━━ EXTRACTO DE LA PÁGINA ━━

En ocasiones, uno —frágil ante el tiránico pensamiento único, amén de la gregaria y preeminente “hegemonía”— tiende a desentrañar conocimientos, conceptos morales, que auspicien la convivencia. Consciente del extremo a que dichos obstáculos someten al individuo, este persevera con recursos valiosos puestos a su disposición por la epistemología. Cabe preguntarse qué papel desempeña el gobierno en la réplica: qué es política, justicia o presunto cometido del periodismo. Percibo las dificultades reales, incluso secundadas por un statu quo encubridor, para llegar a respuestas satisfactorias. Sumemos a estos contratiempos, el hecho casi irremediable sobrevenido a una sociedad consciente de los apuros, sobre todo económicos, que enmarcan la vida actual sin saber, probablemente por pereza, cómo enfrentarse a ellos.

Gobierno comporta: “entidad asentada sobre la exigencia social de defender derechos e intereses del individuo”. Cuando reparamos que este criterio inicial se incumple sin atisbos de descuido o coyuntura imprescindible, cuando dicha inobservancia rezuma arbitrariedad —peor todavía, atropello— comprendemos la distancia sideral entre ser inteligible y sustancia. El momento nos depara un ejemplo que refleja lo expuesto. Días atrás, una sentencia del Tribunal Constitucional declaraba contrario a derecho el cobro municipal de plusvalías mediante resolución argumentada. Ser. Pues bien, el gobierno, en probable pirueta inconstitucional, arrebatado por imperativa avidez desoye al Alto Tribunal y restaura el impuesto mediante decreto-ley, pulso incluido. Sustancia. La operación, a más de achulada, desprende demasiados efluvios antidemocráticos.

━━━

TAREAS ESCRITAS
• 1. Según el extracto sobre el gobierno, ¿qué declaró contrario a derecho la sentencia del Tribunal Constitucional?
• 2. Repite sin cambios el fragmento del extracto sobre el gobierno que va desde «En ocasiones, uno» hasta «enfrentarse a ellos.», ambos incluidos.
• 3. Continúa el extracto sobre el gobierno a partir de su última oración.

━━ DATOS DEL LISTADO ━━

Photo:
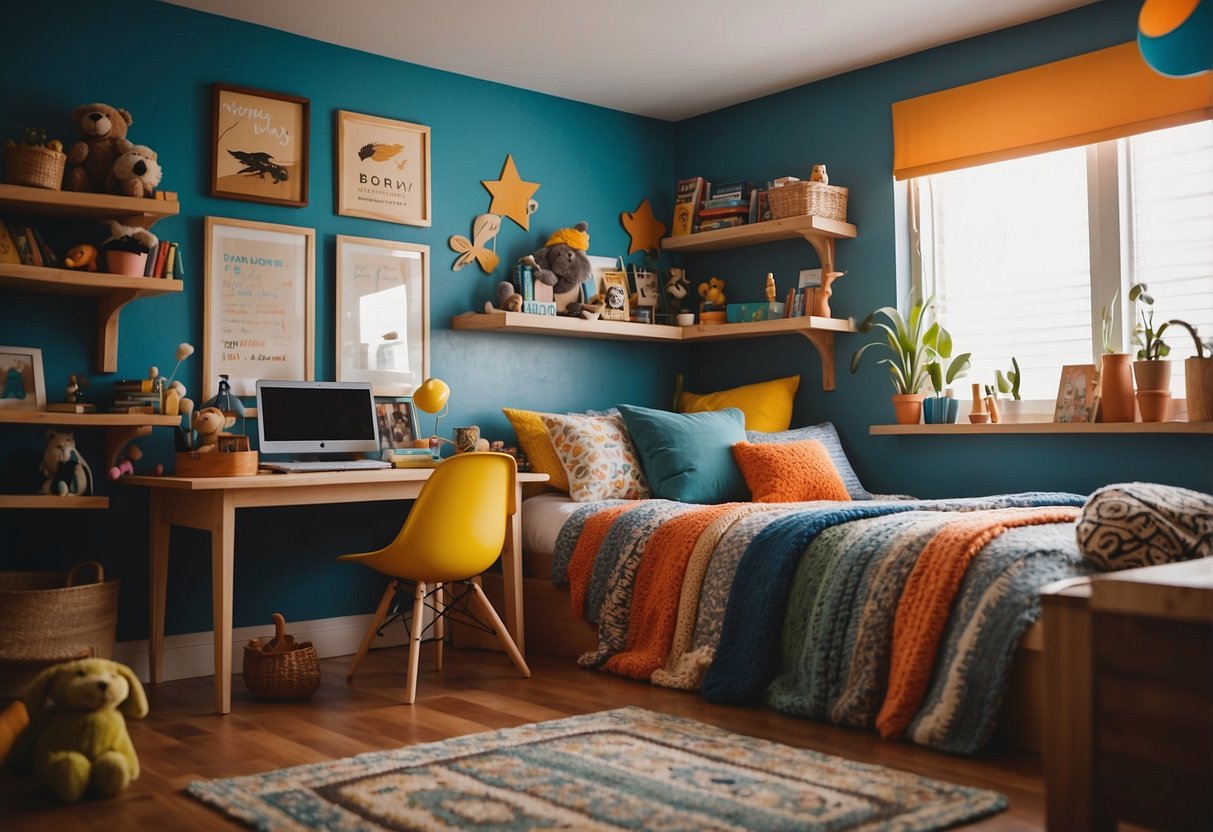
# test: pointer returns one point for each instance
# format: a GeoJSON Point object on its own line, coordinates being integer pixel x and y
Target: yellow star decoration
{"type": "Point", "coordinates": [645, 229]}
{"type": "Point", "coordinates": [511, 194]}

━━━

RESULTADOS DEL EJERCICIO
• 1. El cobro municipal de plusvalías.

• 2.
En ocasiones, uno —frágil ante el tiránico pensamiento único, amén de la gregaria y preeminente “hegemonía”— tiende a desentrañar conocimientos, conceptos morales, que auspicien la convivencia. Consciente del extremo a que dichos obstáculos someten al individuo, este persevera con recursos valiosos puestos a su disposición por la epistemología. Cabe preguntarse qué papel desempeña el gobierno en la réplica: qué es política, justicia o presunto cometido del periodismo. Percibo las dificultades reales, incluso secundadas por un statu quo encubridor, para llegar a respuestas satisfactorias. Sumemos a estos contratiempos, el hecho casi irremediable sobrevenido a una sociedad consciente de los apuros, sobre todo económicos, que enmarcan la vida actual sin saber, probablemente por pereza, cómo enfrentarse a ellos.

• 3.
¿Cómo se explica que el gobierno (ser) tenga una realidad inteligible tan divergente a concepciones ancestrales? ¿Acaso no existe en puridad? Cierto, no existe fuera de ente fenoménico. Fenomenología es una corriente filosófica que proclama el conocimiento del ente (ser sensible, materializado) a través de sus fenómenos y conductas. Es decir, los gobiernos son sus actos acordes con la idea generadora o corrompidos por políticos, no solo antiestéticos sino notorios aventureros, desaprensivos y saqueadores. Nadie debe extrañarse que, como consecuencia, el ciudadano se cobije bajo la protección del escepticismo, término que se acopla a los presentes tiempos de desesperanza. Ser escéptico supone la defensa genuina del individuo ante ciclos que resten un fragmento de albedrío, o autonomía intelectiva, para esquivar grandilocuencias y patrañas.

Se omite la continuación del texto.